Exercises to complete
1/ In the passage on HSBC's debt capital markets deals, what role did HSBC hold on Malaysia's US$800m sovereign sustainable sukuk?
2/ Write the next part of the passage on HSBC's debt capital markets deals, picking up after its final sentence.

Selected excerpt
=== Begin Enclosure ===

It marked the first high-profile Qatari corporate deal for HSBC since the bank had sought to regain its status as a leading debt underwriter in the Gulf state. HSBC had decided to step down from high-profile transactions in Qatar in the wake of a diplomatic crisis between Doha and Saudi Arabia and its allies in 2017, prioritising business in Saudi Arabia instead.
But with relations thawing between the two sides and after missing out on a jumbo offering from Qatar in April 2018, the bank changed its strategy. It had already worked on a number of Qatari FIG deals but QP was a different scale.
“We really delivered on the Asia side,” said Bothamley, highlighting HSBC’s role as billing and delivery manager on the US$4bn 30-year Formosa tranche. “Overall demand from Asia was instrumental for the deal.”
The second record deal was Saudi Aramco’s US$6bn sukuk in June, the biggest corporate sukuk issue. While Aramco is a credit that sells itself, in this instance it was less straightforward as it became the first test of the sukuk market following the adoption of certain sharia-compliant standards by the UAE.
Those regulatory changes meant that any sukuk issuer wanting UAE investors involved in their deal needed to adapt their structures. HSBC was sukuk structuring agent as well as bookrunner. “It took two months,” said Darwish.
The third deal was Israeli firm Teva Pharmaceuticals' US$5bn-equivalent dual-currency sustainability-linked bond, the biggest deal ever in that structure. Although there were some quibbles about the pricing strategy, especially for the euro tranches, the performance of the bonds after they were free to trade suggested the deal’s execution was spot on. HSBC was an ESG structuring agent as well as a lead manager.
Going green
ESG was a big theme for the bank’s Asia business. “We’ve done a lot of innovative deals,” said Sean McNelis, global co-head of debt capital markets.
In China, for example, it was structuring adviser on 13 ESG-related deals, including a US dollar/renminbi dual-tranche deal for Bank of China HK, which was the first transition bond aligned to ICMA's Climate Transition Finance Handbook. Another highlight was the first sovereign sustainable sukuk, an US$800m 10-year deal for Malaysia. HSBC was sole green structuring adviser.
The bank was also a green structuring agent on Delhi International Airport’s US$450m four-year green bond. This was an example of bringing a sector back to the market after being badly hit by the effects of the pandemic.

=== End Enclosure ===

Raw data
=== Begin Enclosure ===

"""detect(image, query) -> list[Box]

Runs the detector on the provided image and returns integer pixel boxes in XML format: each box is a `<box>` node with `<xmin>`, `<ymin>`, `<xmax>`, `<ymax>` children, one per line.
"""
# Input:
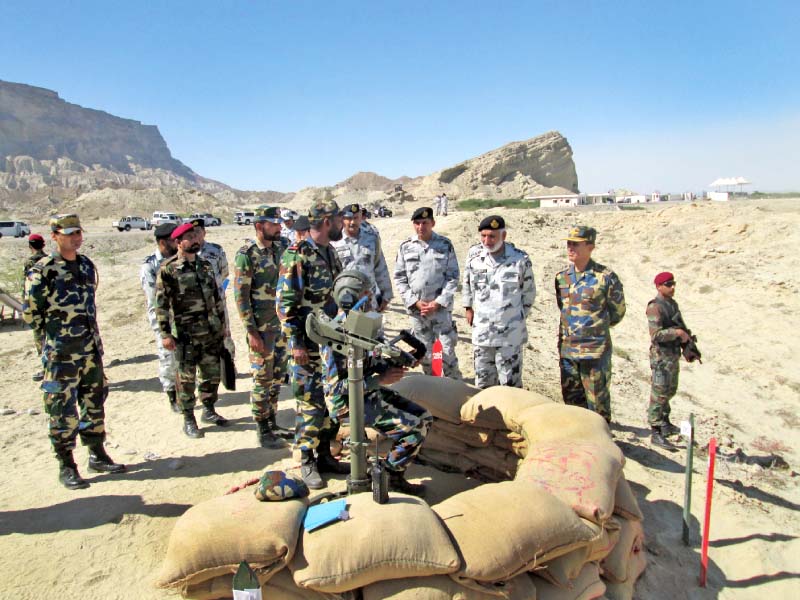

=== End Enclosure ===

Answers to each task
1/ HSBC was the sole green structuring adviser.

2/
Away from ESG, in Asia the FIG sector was an area in which HSBC did especially well. Its work for AIA Group is a good illustration of the bank’s capabilities, helping the insurer raise subordinated debt in US dollars, euros and Singapore dollars in three separate transactions.
“It shows what HSBC can do across all of these different types of products,” said McNelis.
In corporates, the highlight was leading a four-tranche deal for Chinese technology company Tencent that included 30 and 40-year tenors, fitting in with the theme of duration that was so evident in bond markets in 2021.
As for other aspects of its corporate business in the region, one question that has been asked of the bank is its exposure to the Chinese property sector, which has experienced several defaults, most notably by China Evergrande Group.
The bank’s management has publicly stated that “we do not have any exposure to Evergrande”. Overall it has said that its exposure to mainland Chinese property companies was US$14.7bn, as of the end of the third quarter, and that the bank is “comfortable with our exposure” to the sector.
Outside the Middle East and Asia, the bank may not be as high in the league tables but it still had some notable transactions, particularly in those areas that it is keen to stress: ESG, local currency and liability management.
“We may not be in the top three in terms of volume, but we have increased our profile,” said Bothamley about the bank’s Latin America business.
In January the bank was a lead on Chile’s US$4.25bn-equivalent green and social bond issues. The deal, which was in US dollars and euros, included the biggest social bond out of Latin America.